Given records »
----
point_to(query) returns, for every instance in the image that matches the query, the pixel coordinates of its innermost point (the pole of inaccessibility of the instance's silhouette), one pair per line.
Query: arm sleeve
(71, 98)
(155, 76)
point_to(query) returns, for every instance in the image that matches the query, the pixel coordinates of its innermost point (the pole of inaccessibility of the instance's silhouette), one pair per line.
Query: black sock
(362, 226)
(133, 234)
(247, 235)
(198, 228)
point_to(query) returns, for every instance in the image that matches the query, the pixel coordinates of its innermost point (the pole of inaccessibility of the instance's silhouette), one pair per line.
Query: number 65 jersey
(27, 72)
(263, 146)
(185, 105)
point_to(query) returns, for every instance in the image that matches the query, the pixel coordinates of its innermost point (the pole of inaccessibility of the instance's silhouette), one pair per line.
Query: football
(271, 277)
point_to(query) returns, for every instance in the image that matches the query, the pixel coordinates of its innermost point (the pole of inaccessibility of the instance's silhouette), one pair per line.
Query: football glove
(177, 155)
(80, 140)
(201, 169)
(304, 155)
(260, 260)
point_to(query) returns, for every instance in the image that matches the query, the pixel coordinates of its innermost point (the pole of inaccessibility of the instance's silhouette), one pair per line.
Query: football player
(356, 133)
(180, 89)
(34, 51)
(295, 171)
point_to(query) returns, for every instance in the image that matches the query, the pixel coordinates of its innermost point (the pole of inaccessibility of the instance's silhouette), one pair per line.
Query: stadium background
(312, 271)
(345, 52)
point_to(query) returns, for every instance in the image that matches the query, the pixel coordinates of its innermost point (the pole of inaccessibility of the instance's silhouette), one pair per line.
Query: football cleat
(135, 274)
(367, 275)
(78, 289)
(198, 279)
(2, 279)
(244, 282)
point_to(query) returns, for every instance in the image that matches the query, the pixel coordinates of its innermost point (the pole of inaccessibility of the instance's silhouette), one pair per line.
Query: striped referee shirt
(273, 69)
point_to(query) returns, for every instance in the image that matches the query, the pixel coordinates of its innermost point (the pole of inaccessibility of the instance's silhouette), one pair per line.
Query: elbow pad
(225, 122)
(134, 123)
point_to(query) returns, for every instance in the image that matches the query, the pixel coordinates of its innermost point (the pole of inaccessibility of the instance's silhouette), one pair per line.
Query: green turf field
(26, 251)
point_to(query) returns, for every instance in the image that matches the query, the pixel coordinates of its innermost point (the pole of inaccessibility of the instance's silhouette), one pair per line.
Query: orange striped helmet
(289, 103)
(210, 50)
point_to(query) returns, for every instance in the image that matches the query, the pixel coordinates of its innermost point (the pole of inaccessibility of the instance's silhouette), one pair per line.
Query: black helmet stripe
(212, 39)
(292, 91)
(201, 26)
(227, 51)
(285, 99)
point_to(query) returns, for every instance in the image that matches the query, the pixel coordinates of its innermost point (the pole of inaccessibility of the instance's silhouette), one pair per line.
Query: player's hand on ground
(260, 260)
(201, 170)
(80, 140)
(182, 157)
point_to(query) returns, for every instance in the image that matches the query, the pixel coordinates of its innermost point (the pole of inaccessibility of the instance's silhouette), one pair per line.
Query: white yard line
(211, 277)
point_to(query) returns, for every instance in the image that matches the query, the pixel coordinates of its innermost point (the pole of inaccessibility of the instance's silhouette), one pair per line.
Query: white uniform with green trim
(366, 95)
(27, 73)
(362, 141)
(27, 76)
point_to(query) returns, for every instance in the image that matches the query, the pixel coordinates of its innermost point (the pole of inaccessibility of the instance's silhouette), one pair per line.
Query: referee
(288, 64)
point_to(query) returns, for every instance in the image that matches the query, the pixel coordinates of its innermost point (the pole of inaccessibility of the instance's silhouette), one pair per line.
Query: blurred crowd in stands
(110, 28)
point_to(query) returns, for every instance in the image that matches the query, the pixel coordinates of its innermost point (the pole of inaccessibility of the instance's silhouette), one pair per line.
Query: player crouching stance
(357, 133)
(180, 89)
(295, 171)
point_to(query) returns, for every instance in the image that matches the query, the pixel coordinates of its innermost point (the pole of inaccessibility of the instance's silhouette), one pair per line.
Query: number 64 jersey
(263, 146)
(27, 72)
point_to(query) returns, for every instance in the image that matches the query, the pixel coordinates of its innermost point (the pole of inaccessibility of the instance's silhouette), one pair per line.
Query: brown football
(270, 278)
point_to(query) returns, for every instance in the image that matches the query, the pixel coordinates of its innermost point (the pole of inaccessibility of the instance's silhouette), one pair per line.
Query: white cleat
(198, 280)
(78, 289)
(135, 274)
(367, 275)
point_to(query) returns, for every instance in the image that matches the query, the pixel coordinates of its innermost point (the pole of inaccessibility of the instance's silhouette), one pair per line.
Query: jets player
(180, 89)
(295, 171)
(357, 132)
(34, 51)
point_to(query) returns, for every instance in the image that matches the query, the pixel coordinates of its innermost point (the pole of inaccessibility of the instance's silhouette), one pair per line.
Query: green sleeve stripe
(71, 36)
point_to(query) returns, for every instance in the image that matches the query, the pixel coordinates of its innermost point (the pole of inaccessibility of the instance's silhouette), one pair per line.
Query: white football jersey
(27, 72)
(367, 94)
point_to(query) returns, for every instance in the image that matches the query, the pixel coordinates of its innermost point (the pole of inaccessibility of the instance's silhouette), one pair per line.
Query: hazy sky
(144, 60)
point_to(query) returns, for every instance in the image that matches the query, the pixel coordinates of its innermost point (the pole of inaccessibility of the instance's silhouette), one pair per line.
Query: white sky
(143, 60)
----
Short exercise » Report how many lines in the entries above contain the word "helmet", and give only that number.

Exercise response » 2